- _Dati forniti_
================

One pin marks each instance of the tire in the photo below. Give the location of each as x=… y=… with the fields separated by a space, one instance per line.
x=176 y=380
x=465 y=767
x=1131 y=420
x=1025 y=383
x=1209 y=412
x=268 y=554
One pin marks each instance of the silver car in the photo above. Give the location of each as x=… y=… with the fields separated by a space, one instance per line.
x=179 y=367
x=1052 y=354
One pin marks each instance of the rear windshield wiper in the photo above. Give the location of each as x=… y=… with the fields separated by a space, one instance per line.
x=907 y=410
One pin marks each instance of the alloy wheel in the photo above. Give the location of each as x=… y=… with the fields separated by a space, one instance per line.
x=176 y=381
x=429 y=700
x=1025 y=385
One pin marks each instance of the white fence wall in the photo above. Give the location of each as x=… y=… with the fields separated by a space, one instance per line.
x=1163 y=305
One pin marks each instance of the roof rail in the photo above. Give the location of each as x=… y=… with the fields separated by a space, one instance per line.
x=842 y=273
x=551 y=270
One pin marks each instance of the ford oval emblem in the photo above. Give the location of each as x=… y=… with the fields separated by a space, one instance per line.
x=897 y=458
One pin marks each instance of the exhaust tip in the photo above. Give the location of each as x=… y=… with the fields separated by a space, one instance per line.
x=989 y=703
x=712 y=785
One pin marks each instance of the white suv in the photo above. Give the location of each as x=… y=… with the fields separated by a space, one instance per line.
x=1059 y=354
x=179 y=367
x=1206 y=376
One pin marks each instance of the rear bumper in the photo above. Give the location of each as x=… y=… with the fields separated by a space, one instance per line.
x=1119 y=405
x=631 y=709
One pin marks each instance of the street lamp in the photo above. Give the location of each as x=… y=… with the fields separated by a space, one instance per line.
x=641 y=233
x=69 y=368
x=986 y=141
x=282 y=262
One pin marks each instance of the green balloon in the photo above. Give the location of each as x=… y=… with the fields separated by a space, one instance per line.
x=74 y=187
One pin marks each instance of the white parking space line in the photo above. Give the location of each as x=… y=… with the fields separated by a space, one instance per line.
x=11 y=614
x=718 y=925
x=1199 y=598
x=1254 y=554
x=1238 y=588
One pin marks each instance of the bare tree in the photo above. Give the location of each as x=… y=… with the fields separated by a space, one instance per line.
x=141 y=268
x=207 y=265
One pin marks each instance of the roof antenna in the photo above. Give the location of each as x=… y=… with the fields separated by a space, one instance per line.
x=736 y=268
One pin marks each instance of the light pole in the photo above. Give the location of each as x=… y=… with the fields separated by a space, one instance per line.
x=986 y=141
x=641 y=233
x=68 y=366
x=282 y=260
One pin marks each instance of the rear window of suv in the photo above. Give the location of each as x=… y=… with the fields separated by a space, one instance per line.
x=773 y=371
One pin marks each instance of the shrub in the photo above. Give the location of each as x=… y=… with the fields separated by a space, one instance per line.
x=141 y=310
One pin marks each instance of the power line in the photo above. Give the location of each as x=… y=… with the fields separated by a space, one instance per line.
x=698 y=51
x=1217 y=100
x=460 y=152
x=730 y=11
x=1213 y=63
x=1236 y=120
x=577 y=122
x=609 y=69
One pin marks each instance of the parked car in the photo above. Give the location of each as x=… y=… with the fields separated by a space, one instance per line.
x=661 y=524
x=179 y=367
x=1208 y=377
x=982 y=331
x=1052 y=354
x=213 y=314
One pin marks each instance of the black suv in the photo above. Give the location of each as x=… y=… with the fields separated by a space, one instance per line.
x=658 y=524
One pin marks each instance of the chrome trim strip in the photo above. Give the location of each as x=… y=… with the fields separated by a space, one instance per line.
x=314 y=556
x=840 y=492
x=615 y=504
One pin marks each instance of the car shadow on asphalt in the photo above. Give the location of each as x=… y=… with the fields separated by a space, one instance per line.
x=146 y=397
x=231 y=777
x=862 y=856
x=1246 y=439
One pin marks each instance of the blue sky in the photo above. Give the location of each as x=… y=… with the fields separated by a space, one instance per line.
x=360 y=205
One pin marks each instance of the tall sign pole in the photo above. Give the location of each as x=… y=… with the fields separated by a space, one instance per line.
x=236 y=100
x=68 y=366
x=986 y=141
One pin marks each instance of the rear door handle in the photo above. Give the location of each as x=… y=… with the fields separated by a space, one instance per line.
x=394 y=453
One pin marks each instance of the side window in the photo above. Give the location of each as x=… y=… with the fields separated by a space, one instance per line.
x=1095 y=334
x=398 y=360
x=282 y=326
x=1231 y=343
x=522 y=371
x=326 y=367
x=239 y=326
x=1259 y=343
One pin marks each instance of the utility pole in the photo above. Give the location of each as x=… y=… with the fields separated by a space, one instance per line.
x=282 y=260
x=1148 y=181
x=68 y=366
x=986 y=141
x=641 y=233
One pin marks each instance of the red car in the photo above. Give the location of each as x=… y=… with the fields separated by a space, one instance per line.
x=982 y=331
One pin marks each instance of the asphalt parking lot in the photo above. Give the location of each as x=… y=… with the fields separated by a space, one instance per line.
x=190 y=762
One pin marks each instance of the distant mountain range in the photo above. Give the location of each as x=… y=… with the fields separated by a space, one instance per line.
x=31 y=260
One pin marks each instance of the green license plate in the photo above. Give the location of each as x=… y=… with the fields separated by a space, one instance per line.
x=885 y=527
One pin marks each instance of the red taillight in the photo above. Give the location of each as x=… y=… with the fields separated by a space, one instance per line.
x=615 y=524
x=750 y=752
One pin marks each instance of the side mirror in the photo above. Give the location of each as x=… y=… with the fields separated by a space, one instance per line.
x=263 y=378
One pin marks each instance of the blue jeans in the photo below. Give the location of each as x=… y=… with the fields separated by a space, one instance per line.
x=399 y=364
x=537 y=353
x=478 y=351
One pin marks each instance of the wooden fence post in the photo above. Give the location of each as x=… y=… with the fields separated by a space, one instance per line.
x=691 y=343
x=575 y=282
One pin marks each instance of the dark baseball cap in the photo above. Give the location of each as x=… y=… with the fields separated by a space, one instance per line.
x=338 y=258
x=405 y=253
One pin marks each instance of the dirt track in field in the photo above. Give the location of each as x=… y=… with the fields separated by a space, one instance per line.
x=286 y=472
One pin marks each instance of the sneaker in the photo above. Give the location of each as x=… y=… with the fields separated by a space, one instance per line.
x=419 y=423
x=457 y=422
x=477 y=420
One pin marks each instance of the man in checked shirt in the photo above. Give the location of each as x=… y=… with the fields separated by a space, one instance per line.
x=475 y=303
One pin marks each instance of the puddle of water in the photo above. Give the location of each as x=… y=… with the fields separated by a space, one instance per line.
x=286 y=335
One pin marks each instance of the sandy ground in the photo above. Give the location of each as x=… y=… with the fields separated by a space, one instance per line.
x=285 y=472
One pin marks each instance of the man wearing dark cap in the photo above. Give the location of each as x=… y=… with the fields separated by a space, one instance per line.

================

- _Istruzioni di lavoro_
Puoi riscrivere soltanto il tratto che va dall'inizio del materiale fino alla riga con "x=631 y=709" compresa, sostituendo "rear bumper" con "back bumper" e lasciando invariato tutto il resto?

- _Risposta al compito_
One pin marks each instance of the tire in the photo below. Give the location of each as x=… y=… with the fields separated by a space, one instance per line.
x=176 y=380
x=465 y=767
x=1131 y=420
x=1025 y=383
x=1209 y=412
x=268 y=554
One pin marks each instance of the silver car in the photo above. Give the location of each as x=… y=… with the fields separated by a space, one instance per line.
x=179 y=367
x=1052 y=354
One pin marks each instance of the rear windshield wiper in the photo above. Give the location of each as x=… y=… with the fields separated by a space, one instance per line.
x=907 y=410
One pin marks each instance of the alloy wheel in the photo above. Give the location of each as x=… y=… with the fields separated by a space, one instance per line.
x=176 y=381
x=429 y=700
x=1025 y=385
One pin marks each instance of the white fence wall in the photo above. Give the location of each as x=… y=… with the fields separated by a space, one instance per line.
x=1163 y=305
One pin marks each instance of the roof rail in the photo above. Give the location of each as x=… y=… with the fields separated by a space, one instance per line.
x=842 y=273
x=551 y=270
One pin marks each instance of the ford oval emblem in the photo above. Give the location of each as x=… y=… with the fields separated by a space, one instance per line.
x=897 y=458
One pin marks each instance of the exhaust tip in the photo above. Give the location of each as x=… y=… with the fields separated by a space, one instance per line.
x=989 y=703
x=712 y=785
One pin marks each instance of the white suv in the photo above. Give the location of each as x=… y=… with the fields separated by a space, one instance per line.
x=1059 y=354
x=179 y=367
x=1206 y=376
One pin marks each instance of the back bumper in the photo above. Give the location of each as x=… y=… with the fields separated by a space, one instance per line.
x=1119 y=405
x=631 y=709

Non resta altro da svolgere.